- Task to complete: How many of the lines below contain the word "rock"? Reply with the number alone.
— start —
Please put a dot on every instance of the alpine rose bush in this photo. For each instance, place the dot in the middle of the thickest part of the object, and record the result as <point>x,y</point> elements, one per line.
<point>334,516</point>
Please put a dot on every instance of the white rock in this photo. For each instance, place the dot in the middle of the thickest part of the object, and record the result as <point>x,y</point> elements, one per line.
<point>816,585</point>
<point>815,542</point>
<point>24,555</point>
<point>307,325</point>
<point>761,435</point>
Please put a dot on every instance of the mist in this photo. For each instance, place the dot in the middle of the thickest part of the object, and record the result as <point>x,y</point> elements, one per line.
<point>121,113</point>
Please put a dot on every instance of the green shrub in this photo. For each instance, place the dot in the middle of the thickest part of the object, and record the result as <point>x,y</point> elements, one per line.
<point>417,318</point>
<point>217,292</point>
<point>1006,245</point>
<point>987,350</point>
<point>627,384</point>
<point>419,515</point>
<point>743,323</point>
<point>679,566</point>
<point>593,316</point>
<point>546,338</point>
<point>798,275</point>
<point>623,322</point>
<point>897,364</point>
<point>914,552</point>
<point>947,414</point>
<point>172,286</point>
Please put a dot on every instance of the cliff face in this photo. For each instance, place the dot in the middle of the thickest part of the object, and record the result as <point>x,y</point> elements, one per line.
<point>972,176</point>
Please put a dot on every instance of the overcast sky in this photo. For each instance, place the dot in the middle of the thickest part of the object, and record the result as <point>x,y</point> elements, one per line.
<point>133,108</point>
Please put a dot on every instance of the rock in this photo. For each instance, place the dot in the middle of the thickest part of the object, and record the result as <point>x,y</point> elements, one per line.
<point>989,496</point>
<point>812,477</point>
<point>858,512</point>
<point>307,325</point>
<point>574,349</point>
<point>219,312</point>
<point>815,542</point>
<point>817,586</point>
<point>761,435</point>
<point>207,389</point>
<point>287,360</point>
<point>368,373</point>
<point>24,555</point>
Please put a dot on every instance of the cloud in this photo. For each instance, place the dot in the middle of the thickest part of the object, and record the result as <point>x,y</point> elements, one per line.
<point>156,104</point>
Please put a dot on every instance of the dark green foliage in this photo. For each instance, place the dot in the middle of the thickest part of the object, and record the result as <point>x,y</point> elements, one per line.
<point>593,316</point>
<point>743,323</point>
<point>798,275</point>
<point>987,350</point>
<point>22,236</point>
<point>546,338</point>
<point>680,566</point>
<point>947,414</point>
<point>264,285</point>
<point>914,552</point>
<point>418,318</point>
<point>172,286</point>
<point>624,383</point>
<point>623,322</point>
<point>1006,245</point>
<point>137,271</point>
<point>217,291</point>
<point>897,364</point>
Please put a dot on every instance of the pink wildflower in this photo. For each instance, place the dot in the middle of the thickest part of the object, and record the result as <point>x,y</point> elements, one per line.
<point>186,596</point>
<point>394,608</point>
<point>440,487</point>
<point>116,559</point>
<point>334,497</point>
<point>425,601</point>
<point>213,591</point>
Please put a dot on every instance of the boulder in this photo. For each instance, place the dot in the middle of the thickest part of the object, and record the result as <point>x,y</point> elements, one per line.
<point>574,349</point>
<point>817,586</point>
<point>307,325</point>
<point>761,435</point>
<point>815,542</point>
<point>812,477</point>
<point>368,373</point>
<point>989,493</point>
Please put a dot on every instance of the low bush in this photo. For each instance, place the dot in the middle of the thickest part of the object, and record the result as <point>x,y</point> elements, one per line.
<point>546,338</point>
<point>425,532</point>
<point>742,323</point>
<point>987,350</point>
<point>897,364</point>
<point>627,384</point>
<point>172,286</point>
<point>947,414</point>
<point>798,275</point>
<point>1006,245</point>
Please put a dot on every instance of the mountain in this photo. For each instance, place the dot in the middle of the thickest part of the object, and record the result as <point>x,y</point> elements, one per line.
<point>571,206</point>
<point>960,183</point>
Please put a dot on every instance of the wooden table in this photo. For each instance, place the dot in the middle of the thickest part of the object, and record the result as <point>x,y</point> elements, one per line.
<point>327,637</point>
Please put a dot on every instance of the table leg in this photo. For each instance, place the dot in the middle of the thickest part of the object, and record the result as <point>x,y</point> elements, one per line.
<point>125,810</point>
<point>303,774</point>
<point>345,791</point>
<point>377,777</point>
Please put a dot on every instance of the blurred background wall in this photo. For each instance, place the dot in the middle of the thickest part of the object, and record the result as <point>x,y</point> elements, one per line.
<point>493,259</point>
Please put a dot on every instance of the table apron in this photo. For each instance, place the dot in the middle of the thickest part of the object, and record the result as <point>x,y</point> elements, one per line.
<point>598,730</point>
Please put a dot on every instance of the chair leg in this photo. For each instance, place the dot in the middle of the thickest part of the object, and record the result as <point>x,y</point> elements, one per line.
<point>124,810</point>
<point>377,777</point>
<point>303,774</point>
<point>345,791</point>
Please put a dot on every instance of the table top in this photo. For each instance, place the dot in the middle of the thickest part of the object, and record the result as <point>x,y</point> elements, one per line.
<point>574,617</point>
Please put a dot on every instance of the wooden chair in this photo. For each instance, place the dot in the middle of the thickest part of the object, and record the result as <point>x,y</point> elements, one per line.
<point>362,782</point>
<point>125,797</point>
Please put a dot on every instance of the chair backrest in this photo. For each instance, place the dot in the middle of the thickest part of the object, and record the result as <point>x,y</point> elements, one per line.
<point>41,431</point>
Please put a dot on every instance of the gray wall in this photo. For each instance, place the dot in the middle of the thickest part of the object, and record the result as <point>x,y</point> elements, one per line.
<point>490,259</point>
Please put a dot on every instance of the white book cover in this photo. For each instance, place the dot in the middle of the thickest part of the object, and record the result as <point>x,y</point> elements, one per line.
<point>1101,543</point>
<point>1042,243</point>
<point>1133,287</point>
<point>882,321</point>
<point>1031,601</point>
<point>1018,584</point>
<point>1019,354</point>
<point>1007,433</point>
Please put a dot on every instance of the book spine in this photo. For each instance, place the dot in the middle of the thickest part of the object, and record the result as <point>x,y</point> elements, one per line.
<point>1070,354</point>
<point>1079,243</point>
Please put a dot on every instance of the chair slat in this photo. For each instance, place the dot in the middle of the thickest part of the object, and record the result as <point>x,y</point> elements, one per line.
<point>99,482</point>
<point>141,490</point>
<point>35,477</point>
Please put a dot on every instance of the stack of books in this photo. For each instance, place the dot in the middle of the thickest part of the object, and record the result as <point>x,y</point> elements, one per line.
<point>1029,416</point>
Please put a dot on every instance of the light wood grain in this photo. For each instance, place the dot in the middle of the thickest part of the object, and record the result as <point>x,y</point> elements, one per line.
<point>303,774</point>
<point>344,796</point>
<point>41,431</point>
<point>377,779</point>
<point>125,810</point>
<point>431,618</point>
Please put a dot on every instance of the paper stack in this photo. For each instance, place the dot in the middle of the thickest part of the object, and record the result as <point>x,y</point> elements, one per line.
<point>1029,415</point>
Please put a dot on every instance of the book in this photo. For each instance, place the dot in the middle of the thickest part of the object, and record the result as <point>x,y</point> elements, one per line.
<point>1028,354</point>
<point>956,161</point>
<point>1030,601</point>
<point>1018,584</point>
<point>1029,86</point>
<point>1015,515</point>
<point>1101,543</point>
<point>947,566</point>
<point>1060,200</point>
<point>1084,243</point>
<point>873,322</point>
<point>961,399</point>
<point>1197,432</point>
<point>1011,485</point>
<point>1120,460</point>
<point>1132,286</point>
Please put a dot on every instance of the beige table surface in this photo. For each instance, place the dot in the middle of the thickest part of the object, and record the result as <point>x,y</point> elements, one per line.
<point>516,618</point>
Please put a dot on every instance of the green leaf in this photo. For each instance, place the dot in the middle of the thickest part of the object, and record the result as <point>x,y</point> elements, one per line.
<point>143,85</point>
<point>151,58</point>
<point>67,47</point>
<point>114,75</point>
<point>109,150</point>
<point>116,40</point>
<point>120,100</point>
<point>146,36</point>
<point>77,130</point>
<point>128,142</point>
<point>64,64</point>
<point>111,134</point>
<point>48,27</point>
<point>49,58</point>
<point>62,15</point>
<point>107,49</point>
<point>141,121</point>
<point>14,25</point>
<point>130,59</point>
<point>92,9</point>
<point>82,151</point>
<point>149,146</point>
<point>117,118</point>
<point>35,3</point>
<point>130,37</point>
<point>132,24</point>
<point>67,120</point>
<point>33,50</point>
— end —
— start —
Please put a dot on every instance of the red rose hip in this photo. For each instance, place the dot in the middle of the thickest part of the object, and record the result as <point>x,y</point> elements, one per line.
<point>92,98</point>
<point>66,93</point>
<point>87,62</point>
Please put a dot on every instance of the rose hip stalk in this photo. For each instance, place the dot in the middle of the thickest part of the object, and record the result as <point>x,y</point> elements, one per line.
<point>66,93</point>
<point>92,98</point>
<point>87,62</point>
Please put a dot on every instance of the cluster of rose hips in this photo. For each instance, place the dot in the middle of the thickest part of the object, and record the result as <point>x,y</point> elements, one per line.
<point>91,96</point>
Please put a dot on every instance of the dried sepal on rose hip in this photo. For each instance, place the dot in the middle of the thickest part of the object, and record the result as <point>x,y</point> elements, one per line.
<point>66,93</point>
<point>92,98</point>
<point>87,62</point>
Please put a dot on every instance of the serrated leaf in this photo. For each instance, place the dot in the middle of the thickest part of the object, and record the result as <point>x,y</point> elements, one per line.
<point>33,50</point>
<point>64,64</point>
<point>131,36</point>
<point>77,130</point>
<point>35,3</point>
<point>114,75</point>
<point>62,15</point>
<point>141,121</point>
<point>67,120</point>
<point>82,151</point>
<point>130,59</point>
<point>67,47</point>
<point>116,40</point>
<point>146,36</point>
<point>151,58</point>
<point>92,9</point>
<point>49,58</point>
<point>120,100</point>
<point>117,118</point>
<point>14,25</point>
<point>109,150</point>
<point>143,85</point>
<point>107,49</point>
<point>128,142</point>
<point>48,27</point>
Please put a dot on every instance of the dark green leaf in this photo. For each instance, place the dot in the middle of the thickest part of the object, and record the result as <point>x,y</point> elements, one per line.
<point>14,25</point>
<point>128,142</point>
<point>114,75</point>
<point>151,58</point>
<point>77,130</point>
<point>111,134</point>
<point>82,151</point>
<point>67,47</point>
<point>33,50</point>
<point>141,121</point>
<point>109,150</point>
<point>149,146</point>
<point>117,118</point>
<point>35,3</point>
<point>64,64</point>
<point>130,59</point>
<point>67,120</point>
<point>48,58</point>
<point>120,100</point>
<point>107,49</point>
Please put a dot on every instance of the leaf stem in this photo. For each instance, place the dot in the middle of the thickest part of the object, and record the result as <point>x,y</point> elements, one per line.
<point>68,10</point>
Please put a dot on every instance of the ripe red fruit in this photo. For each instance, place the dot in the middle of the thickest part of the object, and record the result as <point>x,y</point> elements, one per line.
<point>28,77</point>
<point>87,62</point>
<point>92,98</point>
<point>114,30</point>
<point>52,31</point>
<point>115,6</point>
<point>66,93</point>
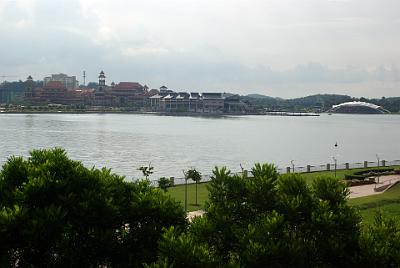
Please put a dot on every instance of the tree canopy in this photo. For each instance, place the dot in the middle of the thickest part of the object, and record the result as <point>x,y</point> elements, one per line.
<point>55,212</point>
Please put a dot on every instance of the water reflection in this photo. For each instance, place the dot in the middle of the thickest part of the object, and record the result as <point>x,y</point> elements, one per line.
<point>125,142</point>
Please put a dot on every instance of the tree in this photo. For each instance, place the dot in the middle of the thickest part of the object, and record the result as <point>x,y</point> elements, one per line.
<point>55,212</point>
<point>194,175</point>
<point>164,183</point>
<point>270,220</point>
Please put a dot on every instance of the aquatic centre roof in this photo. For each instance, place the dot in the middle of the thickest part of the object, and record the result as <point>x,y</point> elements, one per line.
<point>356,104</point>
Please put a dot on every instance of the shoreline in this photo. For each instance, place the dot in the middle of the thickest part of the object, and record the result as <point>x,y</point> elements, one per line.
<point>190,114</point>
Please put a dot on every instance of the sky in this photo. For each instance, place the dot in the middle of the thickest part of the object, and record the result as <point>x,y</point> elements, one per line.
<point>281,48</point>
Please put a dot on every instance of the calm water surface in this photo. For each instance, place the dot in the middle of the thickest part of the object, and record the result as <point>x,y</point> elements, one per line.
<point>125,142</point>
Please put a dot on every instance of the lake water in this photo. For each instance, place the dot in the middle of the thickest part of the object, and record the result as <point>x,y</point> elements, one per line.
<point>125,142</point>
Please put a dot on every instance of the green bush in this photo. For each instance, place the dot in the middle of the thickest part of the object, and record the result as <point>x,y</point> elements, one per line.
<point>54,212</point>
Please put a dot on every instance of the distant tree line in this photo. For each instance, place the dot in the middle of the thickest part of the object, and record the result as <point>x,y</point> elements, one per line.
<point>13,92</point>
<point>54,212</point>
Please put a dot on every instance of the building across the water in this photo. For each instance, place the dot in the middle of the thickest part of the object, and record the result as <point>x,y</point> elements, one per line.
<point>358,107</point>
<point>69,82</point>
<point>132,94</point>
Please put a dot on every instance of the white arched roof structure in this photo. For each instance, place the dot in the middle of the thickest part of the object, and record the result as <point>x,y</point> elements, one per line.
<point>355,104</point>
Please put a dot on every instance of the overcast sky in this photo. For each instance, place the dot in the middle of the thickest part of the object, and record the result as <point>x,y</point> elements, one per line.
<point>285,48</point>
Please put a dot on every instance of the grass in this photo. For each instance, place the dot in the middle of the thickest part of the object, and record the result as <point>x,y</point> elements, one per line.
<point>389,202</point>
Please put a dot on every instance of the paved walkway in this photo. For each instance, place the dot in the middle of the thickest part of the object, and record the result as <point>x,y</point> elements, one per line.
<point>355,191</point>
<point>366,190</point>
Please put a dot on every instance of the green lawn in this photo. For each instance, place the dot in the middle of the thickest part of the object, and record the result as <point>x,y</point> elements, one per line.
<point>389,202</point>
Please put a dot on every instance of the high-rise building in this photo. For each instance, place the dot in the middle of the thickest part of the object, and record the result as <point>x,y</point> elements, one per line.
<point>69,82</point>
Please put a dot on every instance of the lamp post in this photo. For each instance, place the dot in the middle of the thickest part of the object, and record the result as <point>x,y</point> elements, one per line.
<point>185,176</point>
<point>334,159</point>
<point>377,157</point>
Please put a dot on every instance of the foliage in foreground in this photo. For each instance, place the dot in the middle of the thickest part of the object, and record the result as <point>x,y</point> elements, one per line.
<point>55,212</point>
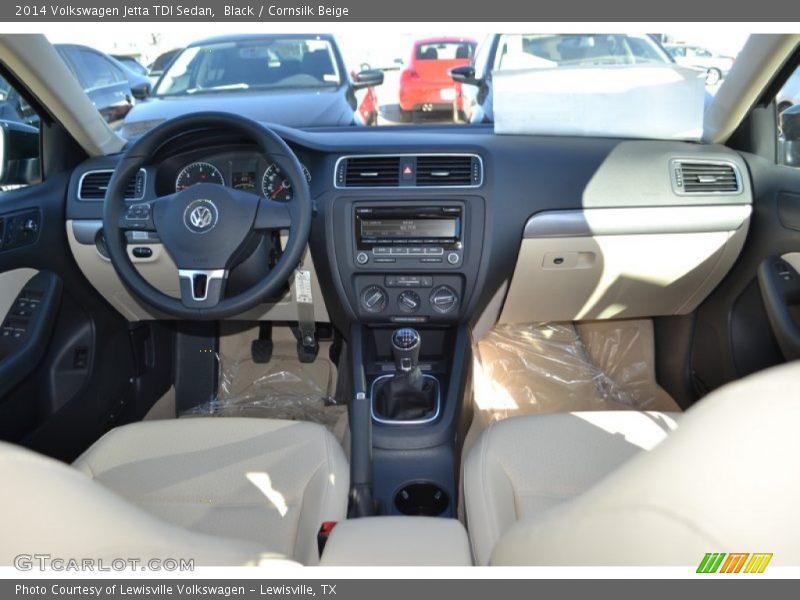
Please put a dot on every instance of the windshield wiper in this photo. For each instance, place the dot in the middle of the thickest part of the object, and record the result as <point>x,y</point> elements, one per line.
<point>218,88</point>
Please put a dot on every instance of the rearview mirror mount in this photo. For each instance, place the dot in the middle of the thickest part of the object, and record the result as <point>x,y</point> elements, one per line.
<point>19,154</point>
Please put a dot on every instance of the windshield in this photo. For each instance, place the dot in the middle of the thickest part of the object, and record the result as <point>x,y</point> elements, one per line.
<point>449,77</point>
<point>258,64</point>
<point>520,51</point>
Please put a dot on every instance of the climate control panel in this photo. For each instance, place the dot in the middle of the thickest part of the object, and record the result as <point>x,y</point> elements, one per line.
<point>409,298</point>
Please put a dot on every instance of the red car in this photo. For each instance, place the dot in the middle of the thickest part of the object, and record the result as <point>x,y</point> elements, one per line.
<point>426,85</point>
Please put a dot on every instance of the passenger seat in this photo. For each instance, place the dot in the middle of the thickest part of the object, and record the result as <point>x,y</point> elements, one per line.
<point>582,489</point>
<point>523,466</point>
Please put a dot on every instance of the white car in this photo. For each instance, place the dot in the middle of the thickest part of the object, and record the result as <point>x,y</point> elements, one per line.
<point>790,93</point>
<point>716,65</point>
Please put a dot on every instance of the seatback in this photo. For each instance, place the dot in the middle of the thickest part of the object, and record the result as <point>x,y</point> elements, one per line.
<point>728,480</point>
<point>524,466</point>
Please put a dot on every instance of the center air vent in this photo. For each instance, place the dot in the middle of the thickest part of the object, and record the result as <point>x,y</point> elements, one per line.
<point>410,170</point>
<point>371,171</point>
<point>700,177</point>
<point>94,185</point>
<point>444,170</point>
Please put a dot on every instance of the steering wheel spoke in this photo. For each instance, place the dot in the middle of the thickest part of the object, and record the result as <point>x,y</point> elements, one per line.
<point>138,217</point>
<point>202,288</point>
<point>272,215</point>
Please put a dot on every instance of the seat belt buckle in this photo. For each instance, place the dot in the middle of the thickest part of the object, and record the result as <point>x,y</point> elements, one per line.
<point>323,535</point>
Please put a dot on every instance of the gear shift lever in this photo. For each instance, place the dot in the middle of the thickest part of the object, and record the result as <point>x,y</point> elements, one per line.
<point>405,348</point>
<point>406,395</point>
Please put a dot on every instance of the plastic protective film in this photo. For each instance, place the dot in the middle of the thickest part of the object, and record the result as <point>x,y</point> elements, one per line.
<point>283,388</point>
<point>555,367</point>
— end —
- Full response: 2